Given instruction: Copy the material that follows word for word and omit its pictures.
-- start --
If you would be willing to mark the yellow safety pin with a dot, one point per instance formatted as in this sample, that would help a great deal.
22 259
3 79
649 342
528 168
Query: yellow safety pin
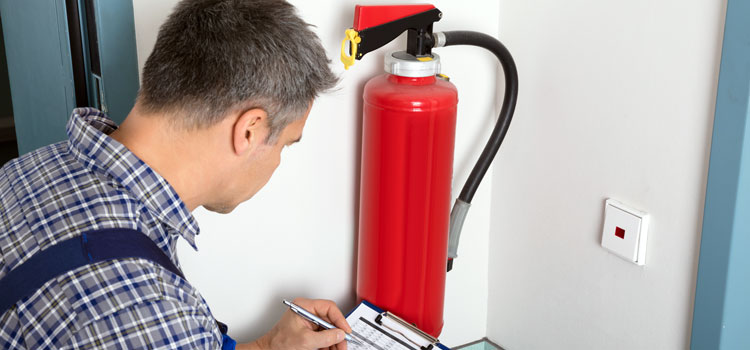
352 36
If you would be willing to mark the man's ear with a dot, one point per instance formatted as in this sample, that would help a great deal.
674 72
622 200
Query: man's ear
250 130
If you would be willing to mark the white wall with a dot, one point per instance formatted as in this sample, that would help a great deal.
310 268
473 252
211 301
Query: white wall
297 236
616 100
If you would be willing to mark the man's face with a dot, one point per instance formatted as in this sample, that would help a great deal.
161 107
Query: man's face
256 170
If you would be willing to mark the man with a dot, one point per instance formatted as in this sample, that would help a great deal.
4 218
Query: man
228 85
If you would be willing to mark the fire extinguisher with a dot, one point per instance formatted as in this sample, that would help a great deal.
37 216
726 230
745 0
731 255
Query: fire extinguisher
408 235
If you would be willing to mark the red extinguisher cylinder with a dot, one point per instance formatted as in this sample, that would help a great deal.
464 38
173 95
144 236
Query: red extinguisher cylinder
408 139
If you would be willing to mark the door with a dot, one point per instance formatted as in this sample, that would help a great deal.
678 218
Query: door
66 54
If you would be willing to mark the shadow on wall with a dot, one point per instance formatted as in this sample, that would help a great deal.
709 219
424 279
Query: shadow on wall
8 144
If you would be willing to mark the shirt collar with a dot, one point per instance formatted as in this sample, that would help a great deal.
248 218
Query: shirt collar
88 141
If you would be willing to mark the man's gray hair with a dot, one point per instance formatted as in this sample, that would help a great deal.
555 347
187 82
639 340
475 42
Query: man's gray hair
213 57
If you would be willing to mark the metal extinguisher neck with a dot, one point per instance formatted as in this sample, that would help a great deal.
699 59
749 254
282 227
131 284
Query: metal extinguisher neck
403 64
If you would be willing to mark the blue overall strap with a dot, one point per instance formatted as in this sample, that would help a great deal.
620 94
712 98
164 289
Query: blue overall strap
88 248
68 255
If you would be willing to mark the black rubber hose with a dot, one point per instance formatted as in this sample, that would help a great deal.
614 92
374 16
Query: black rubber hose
461 37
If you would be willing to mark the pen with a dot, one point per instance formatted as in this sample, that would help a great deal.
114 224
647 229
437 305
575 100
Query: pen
317 320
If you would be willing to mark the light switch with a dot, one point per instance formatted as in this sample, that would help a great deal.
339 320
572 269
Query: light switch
625 231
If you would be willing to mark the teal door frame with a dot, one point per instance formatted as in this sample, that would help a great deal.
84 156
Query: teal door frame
40 63
721 316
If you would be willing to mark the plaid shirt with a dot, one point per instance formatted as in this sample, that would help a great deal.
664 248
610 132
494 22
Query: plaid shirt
86 183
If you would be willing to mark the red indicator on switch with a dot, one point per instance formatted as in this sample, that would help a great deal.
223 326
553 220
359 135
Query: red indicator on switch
619 232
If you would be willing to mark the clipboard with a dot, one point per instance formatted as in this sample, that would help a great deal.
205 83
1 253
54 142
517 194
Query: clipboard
382 330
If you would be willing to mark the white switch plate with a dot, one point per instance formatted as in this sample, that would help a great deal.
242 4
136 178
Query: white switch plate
625 231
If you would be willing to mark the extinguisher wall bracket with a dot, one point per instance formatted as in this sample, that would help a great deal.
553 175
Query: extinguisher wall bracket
419 42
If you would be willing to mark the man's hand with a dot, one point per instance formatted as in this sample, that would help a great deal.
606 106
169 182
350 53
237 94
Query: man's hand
293 332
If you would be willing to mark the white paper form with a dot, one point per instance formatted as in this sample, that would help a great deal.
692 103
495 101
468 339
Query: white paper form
388 336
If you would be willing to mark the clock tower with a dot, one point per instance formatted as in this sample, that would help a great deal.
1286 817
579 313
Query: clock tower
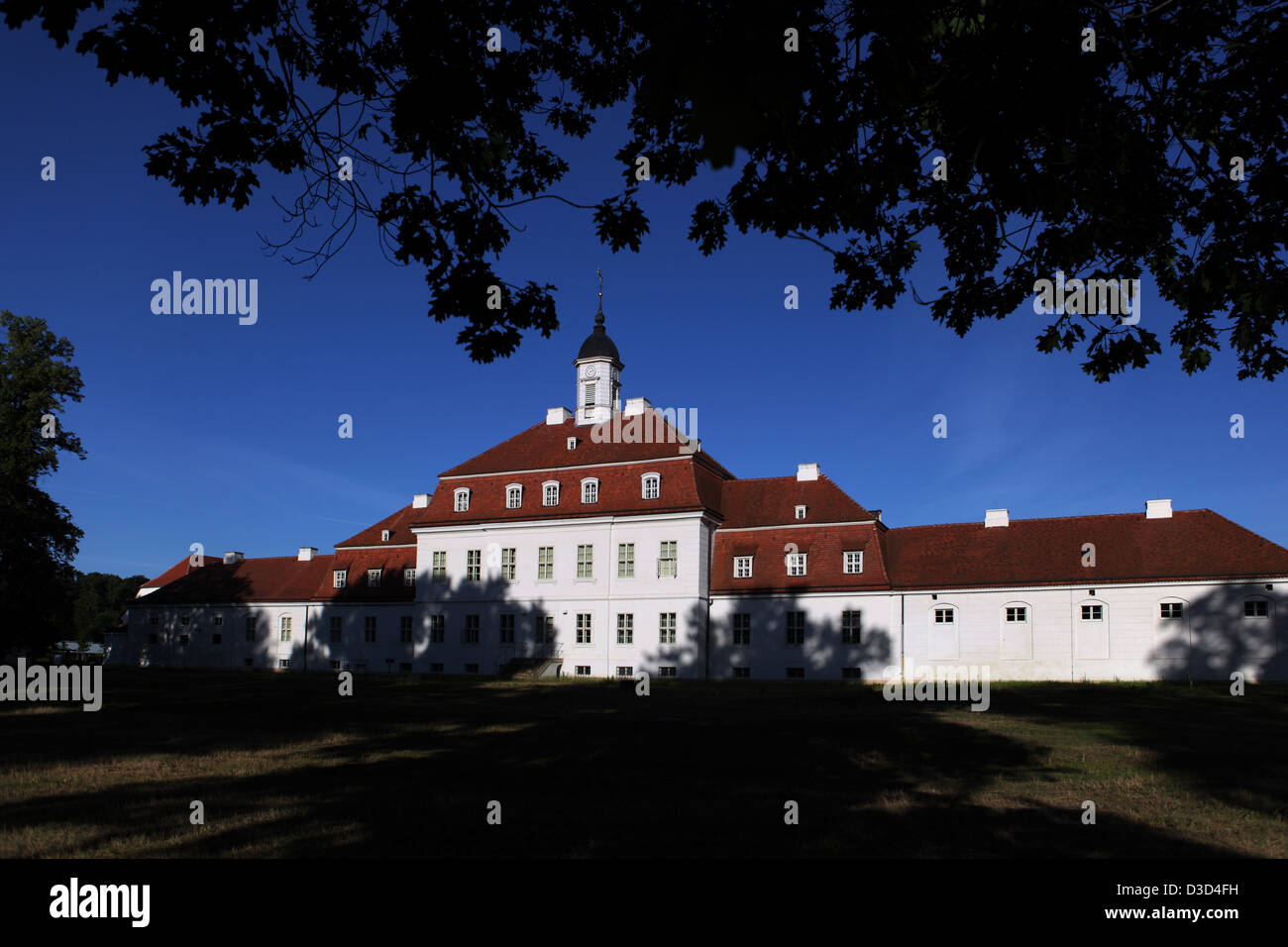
599 372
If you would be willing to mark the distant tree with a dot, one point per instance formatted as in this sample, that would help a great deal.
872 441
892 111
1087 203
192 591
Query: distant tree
38 538
101 600
1095 138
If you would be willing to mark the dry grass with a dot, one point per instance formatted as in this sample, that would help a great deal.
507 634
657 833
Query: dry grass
287 768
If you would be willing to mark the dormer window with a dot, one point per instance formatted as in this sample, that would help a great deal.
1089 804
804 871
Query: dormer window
649 486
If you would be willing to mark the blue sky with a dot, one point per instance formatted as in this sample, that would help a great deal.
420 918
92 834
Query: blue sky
198 429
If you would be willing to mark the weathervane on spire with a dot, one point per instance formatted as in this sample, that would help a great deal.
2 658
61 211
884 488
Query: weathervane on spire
599 316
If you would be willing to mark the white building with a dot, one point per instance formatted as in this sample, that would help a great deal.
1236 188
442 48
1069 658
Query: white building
604 543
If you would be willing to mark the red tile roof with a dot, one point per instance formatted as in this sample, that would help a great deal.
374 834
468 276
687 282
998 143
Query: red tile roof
399 530
686 484
773 500
545 447
1190 544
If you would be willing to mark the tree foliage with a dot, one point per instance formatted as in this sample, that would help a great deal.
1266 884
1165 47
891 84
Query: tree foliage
1103 163
38 536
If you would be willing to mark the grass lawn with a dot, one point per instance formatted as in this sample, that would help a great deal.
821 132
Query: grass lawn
407 767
-- end --
Answer to the exercise:
If you would be willing to mark the yellow safety pin with a dot, one point per instance formatted as in this sample, that would help a great deal.
22 259
3 79
649 342
528 168
Query: yellow safety pin
352 36
If you would be willing to mark the man's ear with a dot, one point per instance formatted as in this sample, that would help a great deal.
674 72
622 200
Query: man's ear
250 130
If you would be willing to mark the white wall with a dot, one point per instance formatted as in this sample, that would help a great deal.
310 268
473 252
211 301
Query: white wall
297 236
616 100
If you would be willing to mark the man's face with a dot, one point per instance formatted as in this sample, that would help a great deal.
161 107
Query: man's face
256 170
If you would be willing to mark the man with a dot, one point per instance formatted as in this sample, that would help a great deal.
4 218
Query: man
228 85
If you would be willing to mark the fire extinguisher with a dot, one point per instance formatted as in this sample, that would help a great deal.
37 216
726 230
745 0
731 255
Query: fire extinguisher
408 235
If you would be willing to mark the red extinguisher cylinder with a dot, one point per instance formatted as in this sample, that would help a great deal.
464 38
173 95
144 236
Query: red extinguisher cylinder
408 139
If you would be willing to mark the door with a dot, one point per instance formatted as in this sample, that would help a great deal.
678 218
Query: door
66 54
If you would be willing to mark the shadow on wall with a dot, one point per instance formatted as in this sample, that would help a great deal.
709 219
424 279
Query: shadow on wall
8 144
If you would be willing to mark the shirt collar with a dot, one point per instance formatted as in this sample, that would help a great deal.
248 218
Query: shirt collar
88 141
If you would be willing to mark the man's gray hair with a dot, one point per instance formatted as in this sample, that would help a great deal.
555 347
187 82
639 340
475 42
Query: man's gray hair
213 57
If you would be willing to mark the metal extinguisher neck with a dot, one point per instance formatted as in this sample, that would help a great deal.
699 59
749 254
282 227
131 284
Query: metal extinguisher neck
403 64
If you would be willing to mark the blue overall strap with a dot, one point per instance formatted as in this sample, that would help a great deal.
620 94
712 98
164 289
Query: blue overall strap
88 248
68 255
If you would be willing to mark the black rubber hose with a dot, one point per instance formatted as in this sample, that would help a great deal.
614 92
374 16
Query: black rubber hose
461 37
If you would be willing to mark the pen with a dot, one point per instance formatted as in this sample, that would help a great deal.
114 224
647 229
437 305
575 100
Query: pen
317 320
If you would be willing to mark the light switch with a dot, one point per instance formatted as in this sample, that would help a great deal.
339 320
572 269
Query: light switch
625 231
If you would be willing to mark the teal door frame with a dot, one point per instance formatted as in this sample, that would help a great deal.
84 156
Query: teal door frame
40 63
721 316
If you would be willing to mark the plaid shirt with a dot, one point per instance formatted as in this sample, that would help a great deal.
664 248
610 132
494 22
Query: plaid shirt
86 183
If you would be willing to mark the red indicator on switch with a dot, one point per instance formatted as in this sample, that would help a great deal.
223 326
553 220
359 135
Query: red indicator on switch
619 232
If you would be willing to mark the clipboard with a dot, one point per instance formatted as in this sample, that would help a great deal.
205 83
1 253
54 142
517 194
Query: clipboard
382 330
If you would be willing to mark the white switch plate with a dot, one point per instance formatted as in this sample, that would help a great deal.
242 4
136 178
Query: white switch plate
625 231
If you would be willing to mark the extinguisher wall bracket with a dot, one point per instance formatted as in this sample, that would help a great deal.
553 175
Query: extinguisher wall bracket
419 42
If you would be willing to mark the man's hand with a dot, one point per instance formatted as in this sample, that would help a great deal.
606 106
169 182
350 53
237 94
Query: man's hand
293 332
If you would be willing to mark the white paper form with a dot, one point per instance formatted as in this sample, that would help a great deal.
692 103
495 101
468 339
Query: white paper form
388 336
If you would be willing to mark the clock tower with a dot, one point per instance formatted as in this sample, that would help a great deal.
1286 817
579 313
Query: clock tower
599 372
If you would be willing to mark the distant tree with a dot, one point per instance formatted as in this sample, that would help a great deal.
872 441
892 111
1087 203
192 591
Query: distant tree
38 538
101 600
1095 138
If you would be willing to mark the dry grass with a dot, one point per instance formatted as in this sample, that would help a great deal.
507 634
657 833
Query: dry grass
287 768
If you would be willing to mark the dormer window with a dot, one point per instance formatted as in this sample, that would help a great deal.
1089 804
804 871
Query: dormer window
649 486
If you would be willing to mark the blue sky with a dot, one point per instance formatted as in this sample, that would help a great deal.
420 918
92 834
Query: blue sky
198 429
If you would be willing to mark the weathervane on spire with a dot, one point per instance formatted as in this sample, that would help a great deal.
2 658
61 211
884 488
Query: weathervane on spire
599 316
If you would be willing to mark the white building with a dot, one point per instance formatted as in this sample, that would help a great deal.
1236 188
442 48
1069 658
Query: white building
604 543
If you would be willing to mark the red tile roof with a dot, one point per instance formatted as in this sample, that would help a great deal.
374 834
468 276
687 282
998 143
Query: red tile roof
399 530
686 484
773 500
545 447
1190 544
If you would be willing to mark the tree foliage with a dot, one point per instance formatted as in this sample, that would help a great deal.
1266 884
1165 47
891 84
Query: tree foliage
1103 163
38 536
If you would be willing to mark the grass lawn with a dot, one point per instance formatted as in this sample, that would help a great deal.
821 132
Query: grass lawn
407 767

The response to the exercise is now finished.